◆ **WHAT THE EXERCISE ASKS**
Which lines in the items below contain the string "mountain"? Pull out each of those lines in full. Case counts.

================================

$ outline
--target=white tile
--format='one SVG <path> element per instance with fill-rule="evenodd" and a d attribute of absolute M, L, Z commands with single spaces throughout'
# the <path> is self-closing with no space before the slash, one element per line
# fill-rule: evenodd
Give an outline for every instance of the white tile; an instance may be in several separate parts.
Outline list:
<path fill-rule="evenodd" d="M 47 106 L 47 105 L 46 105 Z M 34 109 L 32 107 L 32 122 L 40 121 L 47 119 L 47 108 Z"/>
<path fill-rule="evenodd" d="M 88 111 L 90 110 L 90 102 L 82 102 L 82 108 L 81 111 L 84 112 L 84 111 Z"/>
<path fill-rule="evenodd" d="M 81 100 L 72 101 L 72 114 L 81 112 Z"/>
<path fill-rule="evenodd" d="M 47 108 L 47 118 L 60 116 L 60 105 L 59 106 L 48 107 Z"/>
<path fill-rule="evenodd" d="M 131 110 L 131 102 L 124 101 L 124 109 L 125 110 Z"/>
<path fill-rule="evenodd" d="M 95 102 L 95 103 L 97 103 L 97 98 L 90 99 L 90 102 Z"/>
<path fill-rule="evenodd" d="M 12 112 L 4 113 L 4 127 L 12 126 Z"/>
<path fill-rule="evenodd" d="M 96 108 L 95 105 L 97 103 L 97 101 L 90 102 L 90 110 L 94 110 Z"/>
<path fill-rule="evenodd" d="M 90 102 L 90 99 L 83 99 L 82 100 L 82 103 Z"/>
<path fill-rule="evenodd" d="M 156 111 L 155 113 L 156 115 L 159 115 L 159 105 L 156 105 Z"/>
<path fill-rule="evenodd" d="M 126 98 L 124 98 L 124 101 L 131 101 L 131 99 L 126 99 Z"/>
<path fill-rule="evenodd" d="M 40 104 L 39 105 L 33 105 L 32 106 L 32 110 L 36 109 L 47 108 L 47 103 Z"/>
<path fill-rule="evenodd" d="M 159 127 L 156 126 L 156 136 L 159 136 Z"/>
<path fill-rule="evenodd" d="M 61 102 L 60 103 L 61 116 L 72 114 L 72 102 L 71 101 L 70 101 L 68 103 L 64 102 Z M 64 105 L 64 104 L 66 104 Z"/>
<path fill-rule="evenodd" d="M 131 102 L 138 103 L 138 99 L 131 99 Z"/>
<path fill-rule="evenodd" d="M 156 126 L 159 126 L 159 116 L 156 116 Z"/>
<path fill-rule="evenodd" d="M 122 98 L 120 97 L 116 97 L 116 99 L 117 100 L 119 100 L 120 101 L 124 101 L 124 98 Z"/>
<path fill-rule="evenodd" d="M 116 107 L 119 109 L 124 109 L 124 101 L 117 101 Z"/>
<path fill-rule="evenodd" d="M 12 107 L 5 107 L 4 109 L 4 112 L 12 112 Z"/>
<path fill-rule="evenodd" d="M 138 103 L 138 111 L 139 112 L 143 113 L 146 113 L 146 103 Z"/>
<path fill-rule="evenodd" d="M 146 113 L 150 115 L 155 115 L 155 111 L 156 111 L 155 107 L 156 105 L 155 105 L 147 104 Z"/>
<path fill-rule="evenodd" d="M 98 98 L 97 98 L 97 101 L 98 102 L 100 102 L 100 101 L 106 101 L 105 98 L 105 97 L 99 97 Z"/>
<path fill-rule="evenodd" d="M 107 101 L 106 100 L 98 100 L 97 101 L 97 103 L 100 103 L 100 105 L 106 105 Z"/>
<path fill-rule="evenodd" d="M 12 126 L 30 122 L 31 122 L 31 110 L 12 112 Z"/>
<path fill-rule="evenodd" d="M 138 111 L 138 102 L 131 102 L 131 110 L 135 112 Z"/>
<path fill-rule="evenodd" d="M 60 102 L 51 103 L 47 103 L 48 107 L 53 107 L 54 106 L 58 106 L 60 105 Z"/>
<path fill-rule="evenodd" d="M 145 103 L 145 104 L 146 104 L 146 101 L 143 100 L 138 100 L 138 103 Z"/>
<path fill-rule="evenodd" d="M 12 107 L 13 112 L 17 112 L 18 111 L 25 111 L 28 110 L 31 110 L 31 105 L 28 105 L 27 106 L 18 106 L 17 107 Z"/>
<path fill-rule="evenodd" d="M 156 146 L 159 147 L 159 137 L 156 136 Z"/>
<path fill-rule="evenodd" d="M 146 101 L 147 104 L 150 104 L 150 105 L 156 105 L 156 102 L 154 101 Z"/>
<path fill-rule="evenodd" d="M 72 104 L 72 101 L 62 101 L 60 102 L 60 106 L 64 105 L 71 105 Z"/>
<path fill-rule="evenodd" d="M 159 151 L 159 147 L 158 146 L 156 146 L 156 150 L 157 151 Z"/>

================================

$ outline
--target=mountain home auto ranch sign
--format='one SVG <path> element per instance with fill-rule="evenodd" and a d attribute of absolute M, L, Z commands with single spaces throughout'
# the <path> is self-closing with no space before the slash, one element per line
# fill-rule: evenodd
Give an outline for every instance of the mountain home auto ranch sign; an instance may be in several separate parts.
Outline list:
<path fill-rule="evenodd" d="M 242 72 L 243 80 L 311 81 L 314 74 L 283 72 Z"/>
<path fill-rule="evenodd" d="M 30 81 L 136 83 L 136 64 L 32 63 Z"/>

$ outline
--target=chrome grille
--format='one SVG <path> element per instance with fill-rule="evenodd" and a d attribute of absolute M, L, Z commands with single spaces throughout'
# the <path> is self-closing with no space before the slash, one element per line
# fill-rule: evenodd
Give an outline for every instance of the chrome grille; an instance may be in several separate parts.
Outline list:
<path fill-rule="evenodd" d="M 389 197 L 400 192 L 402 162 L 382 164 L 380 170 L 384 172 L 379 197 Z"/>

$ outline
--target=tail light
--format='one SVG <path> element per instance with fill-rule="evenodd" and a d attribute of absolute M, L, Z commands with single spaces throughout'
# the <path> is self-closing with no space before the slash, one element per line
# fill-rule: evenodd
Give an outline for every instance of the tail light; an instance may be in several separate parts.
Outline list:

================================

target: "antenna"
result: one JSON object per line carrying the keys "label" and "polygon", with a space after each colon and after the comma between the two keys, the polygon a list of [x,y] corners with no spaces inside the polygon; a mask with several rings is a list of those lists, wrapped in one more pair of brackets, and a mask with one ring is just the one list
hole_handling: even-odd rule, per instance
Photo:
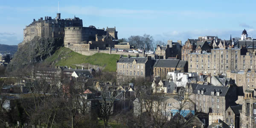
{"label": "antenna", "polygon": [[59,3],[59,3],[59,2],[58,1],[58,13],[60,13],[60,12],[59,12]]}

================================

◆ **RESULT OF THE TASK**
--target=mountain home auto ranch sign
Give an outline for every instance of the mountain home auto ranch sign; an instance may be in several separate parts.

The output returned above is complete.